EXERCISE DETAILS
A single number is the answer: the count of lines in these records with "below" in them.

Records excerpted from a collection
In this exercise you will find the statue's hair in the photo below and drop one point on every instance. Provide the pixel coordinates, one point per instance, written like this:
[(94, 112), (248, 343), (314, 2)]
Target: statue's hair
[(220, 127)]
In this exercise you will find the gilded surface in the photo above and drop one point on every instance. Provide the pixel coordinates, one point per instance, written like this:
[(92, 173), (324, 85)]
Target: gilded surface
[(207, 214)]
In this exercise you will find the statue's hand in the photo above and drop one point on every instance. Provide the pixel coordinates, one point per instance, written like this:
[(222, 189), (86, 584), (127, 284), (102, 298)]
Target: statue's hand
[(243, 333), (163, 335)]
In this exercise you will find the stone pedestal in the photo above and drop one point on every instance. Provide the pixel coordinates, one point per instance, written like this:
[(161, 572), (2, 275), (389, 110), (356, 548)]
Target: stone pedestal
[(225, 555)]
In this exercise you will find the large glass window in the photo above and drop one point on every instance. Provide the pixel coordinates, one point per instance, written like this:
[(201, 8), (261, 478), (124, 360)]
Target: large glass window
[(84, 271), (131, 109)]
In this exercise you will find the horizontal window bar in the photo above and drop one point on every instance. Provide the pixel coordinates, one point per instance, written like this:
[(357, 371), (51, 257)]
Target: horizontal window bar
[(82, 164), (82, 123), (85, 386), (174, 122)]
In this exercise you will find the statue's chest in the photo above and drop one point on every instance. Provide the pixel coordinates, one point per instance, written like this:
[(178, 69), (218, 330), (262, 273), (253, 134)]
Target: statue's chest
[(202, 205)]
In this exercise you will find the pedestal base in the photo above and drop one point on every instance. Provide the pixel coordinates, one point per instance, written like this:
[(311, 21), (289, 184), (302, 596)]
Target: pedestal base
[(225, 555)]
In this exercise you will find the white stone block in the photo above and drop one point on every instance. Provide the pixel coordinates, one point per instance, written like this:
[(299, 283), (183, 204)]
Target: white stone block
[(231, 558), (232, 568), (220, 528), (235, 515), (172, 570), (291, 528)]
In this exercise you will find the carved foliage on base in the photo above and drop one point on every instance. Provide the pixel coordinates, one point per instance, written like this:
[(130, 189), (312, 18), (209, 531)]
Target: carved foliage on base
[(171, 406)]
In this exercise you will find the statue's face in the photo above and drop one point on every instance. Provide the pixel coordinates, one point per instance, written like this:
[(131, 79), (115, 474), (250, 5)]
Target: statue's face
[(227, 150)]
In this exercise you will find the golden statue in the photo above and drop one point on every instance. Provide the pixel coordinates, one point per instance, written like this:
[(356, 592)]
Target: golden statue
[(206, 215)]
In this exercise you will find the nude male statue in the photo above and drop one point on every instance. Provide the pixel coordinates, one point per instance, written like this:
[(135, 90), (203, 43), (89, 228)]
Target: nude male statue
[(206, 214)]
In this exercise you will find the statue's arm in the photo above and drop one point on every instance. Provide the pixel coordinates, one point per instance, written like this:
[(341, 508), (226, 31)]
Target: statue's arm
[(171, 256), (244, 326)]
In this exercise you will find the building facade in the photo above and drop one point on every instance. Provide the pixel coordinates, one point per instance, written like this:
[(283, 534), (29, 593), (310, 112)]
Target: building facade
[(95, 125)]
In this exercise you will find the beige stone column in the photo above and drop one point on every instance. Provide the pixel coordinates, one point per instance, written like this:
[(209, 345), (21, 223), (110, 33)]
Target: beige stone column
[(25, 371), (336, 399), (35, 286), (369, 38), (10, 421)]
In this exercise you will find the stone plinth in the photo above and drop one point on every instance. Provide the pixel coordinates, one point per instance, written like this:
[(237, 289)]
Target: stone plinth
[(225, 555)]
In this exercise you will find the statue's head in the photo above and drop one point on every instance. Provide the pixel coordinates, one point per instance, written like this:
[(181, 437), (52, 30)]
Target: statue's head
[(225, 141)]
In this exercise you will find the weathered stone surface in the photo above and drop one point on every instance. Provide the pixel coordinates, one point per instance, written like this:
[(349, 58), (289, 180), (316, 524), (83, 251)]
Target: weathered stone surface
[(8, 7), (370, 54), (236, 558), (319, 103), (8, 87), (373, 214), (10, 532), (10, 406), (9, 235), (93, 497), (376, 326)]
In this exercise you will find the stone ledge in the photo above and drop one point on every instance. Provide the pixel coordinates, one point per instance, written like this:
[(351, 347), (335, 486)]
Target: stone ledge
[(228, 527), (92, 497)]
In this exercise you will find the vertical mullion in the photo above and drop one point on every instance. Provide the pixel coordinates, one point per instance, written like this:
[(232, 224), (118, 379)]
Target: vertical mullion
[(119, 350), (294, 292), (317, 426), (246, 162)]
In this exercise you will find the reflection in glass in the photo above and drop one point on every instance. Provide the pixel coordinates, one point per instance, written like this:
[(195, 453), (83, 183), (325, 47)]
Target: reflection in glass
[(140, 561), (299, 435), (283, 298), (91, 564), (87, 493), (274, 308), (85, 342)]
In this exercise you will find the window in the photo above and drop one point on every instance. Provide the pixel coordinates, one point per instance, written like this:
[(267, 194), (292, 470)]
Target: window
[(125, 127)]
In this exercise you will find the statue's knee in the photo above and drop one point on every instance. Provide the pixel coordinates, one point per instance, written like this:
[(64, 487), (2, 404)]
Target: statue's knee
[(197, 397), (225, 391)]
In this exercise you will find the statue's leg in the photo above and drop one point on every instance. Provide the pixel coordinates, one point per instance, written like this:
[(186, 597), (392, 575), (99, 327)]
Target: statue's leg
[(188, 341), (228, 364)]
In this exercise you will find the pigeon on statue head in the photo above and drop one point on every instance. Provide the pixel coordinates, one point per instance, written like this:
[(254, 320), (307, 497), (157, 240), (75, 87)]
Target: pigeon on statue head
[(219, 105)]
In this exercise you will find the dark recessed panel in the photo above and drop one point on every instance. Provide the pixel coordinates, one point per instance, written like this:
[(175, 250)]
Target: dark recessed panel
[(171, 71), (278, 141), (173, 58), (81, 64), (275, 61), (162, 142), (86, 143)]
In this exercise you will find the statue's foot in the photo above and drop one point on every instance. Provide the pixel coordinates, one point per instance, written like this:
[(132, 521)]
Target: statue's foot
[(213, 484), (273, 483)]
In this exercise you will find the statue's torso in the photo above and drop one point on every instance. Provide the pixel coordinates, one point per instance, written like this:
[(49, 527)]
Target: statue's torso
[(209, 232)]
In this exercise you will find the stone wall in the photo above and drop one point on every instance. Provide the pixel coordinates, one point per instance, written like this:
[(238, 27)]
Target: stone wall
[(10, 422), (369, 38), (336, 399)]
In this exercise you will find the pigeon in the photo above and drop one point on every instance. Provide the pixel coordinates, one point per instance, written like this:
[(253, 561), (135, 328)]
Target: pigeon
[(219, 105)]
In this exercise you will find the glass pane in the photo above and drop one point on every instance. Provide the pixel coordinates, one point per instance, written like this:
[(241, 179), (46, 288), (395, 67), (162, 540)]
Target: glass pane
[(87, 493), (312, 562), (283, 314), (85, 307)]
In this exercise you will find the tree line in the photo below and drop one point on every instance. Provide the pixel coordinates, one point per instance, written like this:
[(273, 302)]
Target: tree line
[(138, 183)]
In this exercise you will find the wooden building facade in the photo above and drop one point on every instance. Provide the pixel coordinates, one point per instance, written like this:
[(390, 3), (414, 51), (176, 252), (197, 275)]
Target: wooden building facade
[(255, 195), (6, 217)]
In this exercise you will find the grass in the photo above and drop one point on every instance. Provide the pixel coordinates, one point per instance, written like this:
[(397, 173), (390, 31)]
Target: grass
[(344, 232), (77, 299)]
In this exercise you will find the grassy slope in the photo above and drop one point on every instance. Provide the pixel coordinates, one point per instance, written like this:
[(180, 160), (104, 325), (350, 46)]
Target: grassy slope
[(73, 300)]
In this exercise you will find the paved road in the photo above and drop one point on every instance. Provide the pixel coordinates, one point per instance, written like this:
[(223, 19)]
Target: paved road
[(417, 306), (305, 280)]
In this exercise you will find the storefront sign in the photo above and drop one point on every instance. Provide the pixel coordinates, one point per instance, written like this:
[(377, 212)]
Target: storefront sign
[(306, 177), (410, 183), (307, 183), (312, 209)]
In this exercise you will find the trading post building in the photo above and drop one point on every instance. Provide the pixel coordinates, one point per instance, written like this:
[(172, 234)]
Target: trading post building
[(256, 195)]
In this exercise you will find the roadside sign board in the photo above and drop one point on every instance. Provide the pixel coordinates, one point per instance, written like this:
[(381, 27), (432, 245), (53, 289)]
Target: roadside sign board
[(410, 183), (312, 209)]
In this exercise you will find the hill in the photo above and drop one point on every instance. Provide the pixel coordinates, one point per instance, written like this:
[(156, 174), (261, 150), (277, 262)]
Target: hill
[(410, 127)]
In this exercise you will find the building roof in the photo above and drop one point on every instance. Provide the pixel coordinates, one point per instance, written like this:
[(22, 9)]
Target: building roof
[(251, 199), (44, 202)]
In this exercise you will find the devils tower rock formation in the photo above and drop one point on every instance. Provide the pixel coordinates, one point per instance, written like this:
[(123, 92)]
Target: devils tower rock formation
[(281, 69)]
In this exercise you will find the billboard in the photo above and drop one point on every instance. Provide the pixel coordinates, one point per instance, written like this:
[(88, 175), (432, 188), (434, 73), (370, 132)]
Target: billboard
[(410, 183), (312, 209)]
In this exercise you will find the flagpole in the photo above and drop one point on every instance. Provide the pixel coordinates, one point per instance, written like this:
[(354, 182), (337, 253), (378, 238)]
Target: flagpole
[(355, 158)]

ANSWER TO THIS EXERCISE
2